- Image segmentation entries
>>>>>

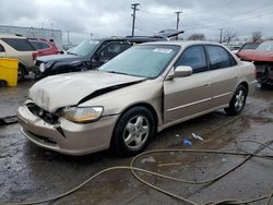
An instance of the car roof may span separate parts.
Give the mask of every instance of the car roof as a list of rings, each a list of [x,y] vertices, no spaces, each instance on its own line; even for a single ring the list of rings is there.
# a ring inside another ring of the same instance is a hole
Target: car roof
[[[126,36],[126,37],[107,37],[107,38],[99,38],[99,39],[91,39],[97,41],[131,41],[131,43],[146,43],[146,41],[158,41],[158,40],[166,40],[163,37],[153,37],[153,36]]]
[[[21,39],[26,39],[26,37],[21,36],[21,35],[15,35],[15,34],[0,34],[0,38],[21,38]]]
[[[203,41],[203,40],[169,40],[169,41],[154,41],[154,43],[144,43],[143,45],[167,45],[167,46],[192,46],[192,45],[216,45],[223,46],[218,43]]]

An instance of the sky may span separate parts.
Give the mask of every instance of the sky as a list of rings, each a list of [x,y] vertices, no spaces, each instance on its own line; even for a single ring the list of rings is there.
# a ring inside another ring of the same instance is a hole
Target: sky
[[[219,29],[251,38],[262,32],[273,36],[272,0],[1,0],[0,25],[61,29],[63,44],[79,44],[86,38],[131,35],[131,3],[140,3],[135,35],[154,35],[176,28],[175,12],[181,11],[179,29],[182,38],[204,34],[218,40]]]

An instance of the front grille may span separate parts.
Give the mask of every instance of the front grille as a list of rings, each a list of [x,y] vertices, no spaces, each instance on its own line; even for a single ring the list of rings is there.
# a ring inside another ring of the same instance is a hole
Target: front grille
[[[52,114],[32,102],[27,104],[26,106],[34,116],[41,118],[45,122],[49,124],[58,123],[58,119],[59,119],[58,116]]]
[[[55,142],[52,138],[50,137],[46,137],[46,136],[41,136],[41,135],[37,135],[34,134],[33,132],[31,132],[38,141],[41,141],[43,143],[46,144],[50,144],[50,145],[57,145],[57,142]]]
[[[36,60],[35,65],[39,67],[43,61]]]

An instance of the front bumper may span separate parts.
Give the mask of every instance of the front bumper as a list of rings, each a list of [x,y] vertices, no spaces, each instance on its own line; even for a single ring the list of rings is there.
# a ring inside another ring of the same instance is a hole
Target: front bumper
[[[22,133],[33,143],[67,155],[86,155],[107,149],[118,116],[104,117],[97,122],[78,124],[63,118],[50,124],[33,114],[27,106],[17,111]]]

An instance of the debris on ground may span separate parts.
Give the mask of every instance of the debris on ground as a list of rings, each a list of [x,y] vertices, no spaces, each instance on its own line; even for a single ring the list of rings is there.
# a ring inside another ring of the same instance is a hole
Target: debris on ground
[[[195,133],[192,133],[193,138],[199,140],[199,141],[204,141],[204,138],[200,135],[197,135]]]
[[[149,156],[144,159],[141,160],[141,164],[144,164],[144,162],[155,162],[155,158],[153,156]]]
[[[183,146],[191,146],[192,145],[191,140],[183,140],[182,143],[183,143]]]
[[[13,124],[17,122],[17,117],[16,116],[8,116],[4,118],[0,118],[0,125],[5,125],[5,124]]]

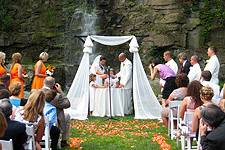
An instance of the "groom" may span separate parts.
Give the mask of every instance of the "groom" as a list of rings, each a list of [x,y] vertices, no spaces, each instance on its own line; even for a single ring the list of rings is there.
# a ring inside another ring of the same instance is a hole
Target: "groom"
[[[131,103],[131,91],[132,91],[132,63],[127,59],[125,53],[120,53],[119,56],[120,72],[117,73],[117,77],[120,77],[119,88],[123,88],[125,91],[124,99],[124,113],[130,114],[132,112]]]

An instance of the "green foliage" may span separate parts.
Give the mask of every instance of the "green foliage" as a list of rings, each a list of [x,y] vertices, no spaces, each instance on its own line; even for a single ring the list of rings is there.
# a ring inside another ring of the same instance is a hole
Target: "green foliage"
[[[9,31],[12,27],[13,18],[9,14],[10,0],[0,0],[0,25],[2,31]]]
[[[204,0],[204,5],[200,9],[200,20],[203,26],[202,37],[207,37],[213,29],[224,28],[224,9],[224,0]]]
[[[71,137],[84,140],[81,147],[85,150],[159,150],[160,146],[152,141],[157,133],[166,138],[171,150],[178,149],[176,141],[167,136],[167,129],[157,120],[134,120],[133,116],[116,117],[106,120],[89,117],[87,121],[71,123]]]

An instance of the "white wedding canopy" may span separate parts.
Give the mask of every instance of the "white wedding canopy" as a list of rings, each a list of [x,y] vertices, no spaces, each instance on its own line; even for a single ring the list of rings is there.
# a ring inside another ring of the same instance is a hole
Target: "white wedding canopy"
[[[114,46],[131,40],[129,51],[133,53],[133,101],[135,119],[159,119],[161,106],[152,91],[145,74],[135,36],[96,36],[86,38],[84,55],[68,92],[71,107],[67,109],[71,119],[85,120],[88,115],[89,99],[89,54],[92,53],[92,40],[103,45]]]

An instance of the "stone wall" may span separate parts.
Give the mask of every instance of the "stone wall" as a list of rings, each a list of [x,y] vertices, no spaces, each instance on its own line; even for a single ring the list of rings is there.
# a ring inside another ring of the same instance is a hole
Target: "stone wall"
[[[207,44],[212,43],[220,50],[220,78],[224,79],[225,30],[216,28],[202,41],[199,11],[185,0],[7,0],[1,5],[0,50],[7,53],[7,61],[19,51],[23,62],[33,65],[45,50],[50,54],[48,63],[59,68],[57,79],[67,87],[82,56],[82,42],[74,36],[83,33],[84,11],[97,16],[94,29],[86,34],[136,35],[145,66],[150,57],[161,57],[165,50],[177,54],[188,49],[189,55],[197,53],[205,60]],[[114,57],[118,53],[104,52]]]

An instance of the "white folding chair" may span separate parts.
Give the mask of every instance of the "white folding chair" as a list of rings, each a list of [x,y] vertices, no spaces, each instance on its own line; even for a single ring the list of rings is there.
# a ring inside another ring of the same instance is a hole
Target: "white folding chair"
[[[26,133],[28,135],[27,138],[27,144],[25,146],[26,150],[33,150],[36,149],[36,142],[35,142],[35,131],[34,131],[34,126],[33,125],[26,125]]]
[[[198,139],[197,146],[192,146],[192,139],[196,138],[196,133],[193,133],[192,118],[194,112],[185,112],[184,120],[179,123],[179,129],[181,130],[181,148],[182,150],[199,150],[200,138]]]
[[[0,140],[0,144],[2,145],[3,150],[13,150],[12,139],[10,139],[9,141]]]
[[[42,141],[44,141],[45,150],[50,150],[51,147],[50,127],[49,127],[49,120],[47,117],[45,117],[45,133],[44,136],[42,137]]]
[[[179,106],[181,105],[182,101],[170,101],[169,102],[169,123],[168,123],[168,135],[170,135],[171,139],[175,138],[176,131],[178,129],[178,123],[179,123]],[[173,113],[173,109],[177,109],[177,114]],[[174,121],[177,122],[177,126],[175,127]]]

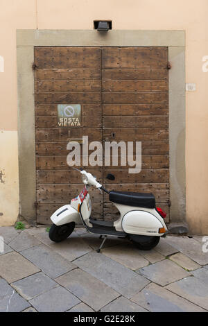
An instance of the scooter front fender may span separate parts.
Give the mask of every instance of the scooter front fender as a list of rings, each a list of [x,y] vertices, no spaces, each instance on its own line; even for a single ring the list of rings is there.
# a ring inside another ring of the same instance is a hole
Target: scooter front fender
[[[76,224],[83,223],[79,213],[71,205],[65,205],[57,209],[51,216],[51,220],[55,225],[62,225],[71,222]]]

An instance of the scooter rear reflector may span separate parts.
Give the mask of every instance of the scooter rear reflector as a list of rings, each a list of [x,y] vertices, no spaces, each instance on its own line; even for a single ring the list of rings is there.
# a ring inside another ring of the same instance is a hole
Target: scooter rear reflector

<<<<<

- Work to be completed
Reproduce every one of the entries above verbatim, omitting the pictures.

- The completed task
An instance of the car roof may span separate parts.
Give the mask of every instance of the car roof as a list of rings, each a list of [x,y] vertices, no spaces, each instance on its own line; even for a single ring the list of rings is there.
# a ring inside another ring of the same instance is a hole
Target: car roof
[[[126,36],[126,37],[107,37],[107,38],[99,38],[99,39],[91,39],[97,41],[131,41],[131,43],[146,43],[146,41],[158,41],[158,40],[166,40],[163,37],[153,37],[153,36]]]
[[[21,39],[26,39],[26,37],[21,36],[21,35],[15,35],[15,34],[0,34],[0,38],[21,38]]]
[[[203,41],[203,40],[169,40],[169,41],[154,41],[154,43],[144,43],[143,45],[167,45],[167,46],[192,46],[192,45],[216,45],[223,46],[218,43]]]

An instance of the sky may span separate parts.
Give the mask of every instance of the sky as a list of rings, each a list of [x,y] vertices, no spaces, each instance on its own line; even for a single ring the list of rings is there.
# a ring inside another ring of the same instance is a hole
Target: sky
[[[219,29],[251,38],[262,32],[273,36],[272,0],[1,0],[0,25],[61,29],[63,44],[79,44],[86,38],[131,35],[131,3],[140,3],[135,35],[154,35],[176,28],[175,12],[181,11],[179,29],[182,38],[204,34],[218,40]]]

An instance of the front grille may span separate parts.
Give the mask of every instance of the front grille as a list of rings, each a list of [x,y] vertices, no spaces, each instance on its own line; even for a single ring the list of rings is there.
# a ring inside another ring of the same instance is a hole
Target: front grille
[[[52,114],[32,102],[27,104],[26,106],[34,116],[41,118],[45,122],[49,124],[58,123],[58,119],[59,119],[58,116]]]
[[[55,142],[52,138],[50,137],[46,137],[46,136],[41,136],[41,135],[37,135],[34,134],[33,132],[31,132],[38,141],[41,141],[43,143],[46,144],[50,144],[50,145],[57,145],[57,142]]]
[[[36,60],[35,65],[39,67],[43,61]]]

An instance of the front bumper may span separate parts.
Give the mask of every instance of the front bumper as a list of rings, each a list of [x,y] vertices, no spaces, each instance on its own line; even for a single ring the list of rings is there.
# a ring inside another ring of the same instance is a hole
Target: front bumper
[[[22,133],[33,143],[67,155],[86,155],[107,149],[118,116],[104,117],[97,122],[78,124],[63,118],[50,124],[33,114],[27,106],[17,111]]]

An instance of the debris on ground may span separate parts.
Give the mask of every instance of the debris on ground as a list of rings, each a list of [x,y] vertices, no spaces, each instance on its own line; even for a single ring the list of rings is there.
# a ring inside another ring of the same instance is a hole
Target: debris on ground
[[[195,133],[192,133],[193,138],[199,140],[199,141],[204,141],[204,138],[200,135],[197,135]]]
[[[149,156],[144,159],[141,160],[141,164],[144,164],[144,162],[155,162],[155,158],[153,156]]]
[[[183,146],[191,146],[192,145],[191,140],[183,140],[182,143],[183,143]]]
[[[13,124],[17,122],[17,117],[16,116],[8,116],[4,118],[0,118],[0,125],[5,125],[5,124]]]

An instance of the "groom" may span separate parts.
Give the mask of every instance of the "groom" as a list of rings, each a list of [x,y] vertices, no spaces, each instance on its own line; even for a single ring the list of rings is there.
# a ring inside another ring of the same instance is a hole
Target: "groom"
[[[131,103],[131,91],[132,91],[132,63],[127,59],[125,53],[120,53],[119,56],[120,72],[117,73],[117,77],[120,77],[119,88],[123,88],[125,91],[124,99],[124,113],[130,114],[132,112]]]

An instance of the "green foliage" may span separate parts.
Give the mask of every instance of the "green foliage" as a list of rings, each a list of [x,y] vertices, no spaces, each instance on its own line; even for a single ring the list of rings is there.
# a ring inside another ring of the same instance is a hole
Target: "green foliage"
[[[9,31],[12,27],[13,18],[9,14],[10,0],[0,0],[0,25],[2,31]]]
[[[204,0],[204,5],[200,9],[200,20],[203,26],[202,37],[207,37],[213,29],[224,28],[224,9],[224,0]]]
[[[71,137],[84,140],[81,147],[85,150],[159,150],[160,146],[152,141],[157,133],[166,138],[171,150],[178,149],[176,141],[167,136],[167,129],[157,120],[134,120],[133,116],[116,117],[106,120],[89,117],[87,121],[71,123]]]

An instance of the "white wedding canopy" may span separate parts.
Give the mask of every instance of the "white wedding canopy" as a list of rings, each a list of [x,y] vertices, no spaces, each instance on its own line; even for a single ring the list of rings is there.
# a ring inside another ring of the same instance is a hole
Target: "white wedding canopy"
[[[114,46],[131,40],[129,51],[133,53],[133,101],[135,119],[159,119],[161,106],[152,91],[145,74],[135,36],[96,36],[86,38],[84,55],[68,92],[71,107],[67,109],[71,119],[85,120],[88,115],[89,99],[89,54],[92,53],[92,40],[103,45]]]

An instance of the "stone wall" may span separate parts.
Give the mask of every instance of the "stone wall" as a list of rings, each a list of [x,y] vertices, no spaces, each instance on its own line; even for a single ring the list of rings is there.
# a ring inside another ring of the same instance is a hole
Target: "stone wall"
[[[207,44],[212,43],[220,50],[220,78],[224,79],[225,30],[216,28],[202,41],[199,11],[185,0],[7,0],[1,5],[0,50],[7,53],[7,61],[19,51],[23,62],[33,65],[45,50],[50,54],[48,63],[59,68],[57,79],[67,87],[82,56],[82,42],[74,36],[83,33],[84,11],[97,16],[94,29],[86,34],[136,35],[145,66],[150,57],[161,57],[165,50],[177,54],[188,49],[189,55],[197,53],[205,60]],[[114,57],[118,53],[104,52]]]

An instance of the "white folding chair" may span separate parts.
Give the mask of every instance of the "white folding chair" as a list of rings, each a list of [x,y] vertices, no spaces, each instance on its own line; even for a single ring the list of rings is there.
# a ring inside another ring of the same instance is a hole
Target: "white folding chair"
[[[26,133],[28,135],[27,138],[27,144],[25,146],[26,150],[33,150],[36,149],[36,142],[35,142],[35,131],[34,131],[34,126],[33,125],[26,125]]]
[[[198,139],[197,146],[192,146],[192,139],[196,138],[196,133],[193,133],[192,118],[194,112],[185,112],[184,120],[179,123],[179,129],[181,130],[181,148],[182,150],[199,150],[200,138]]]
[[[0,140],[0,144],[2,145],[3,150],[13,150],[12,139],[10,139],[9,141]]]
[[[42,141],[44,141],[45,150],[50,150],[51,147],[50,127],[49,127],[49,120],[47,117],[45,117],[45,133],[44,136],[42,137]]]
[[[179,106],[181,105],[182,101],[170,101],[169,102],[169,123],[168,123],[168,135],[170,135],[171,139],[175,138],[176,131],[178,129],[178,123],[179,123]],[[173,113],[173,109],[177,109],[177,114]],[[174,121],[177,122],[177,126],[175,127]]]

An instance of the scooter front fender may span separate parts.
Give the mask of every instance of the scooter front fender as a list of rings, each a list of [x,y] vertices, no spaces, each instance on its own line; even for a single ring the list of rings is there.
# a ring inside another ring of the same instance is a hole
Target: scooter front fender
[[[76,224],[83,223],[79,213],[71,205],[65,205],[57,209],[51,216],[51,220],[55,225],[62,225],[71,222]]]

An instance of the scooter rear reflector may span separate parts.
Give the mask of every instance of the scooter rear reflector as a list of rings, each a list of [x,y] vertices, no spaces, each instance on its own line; even for a single ring the list of rings is there.
# a ring inside another ring of the same instance is a hole
Target: scooter rear reflector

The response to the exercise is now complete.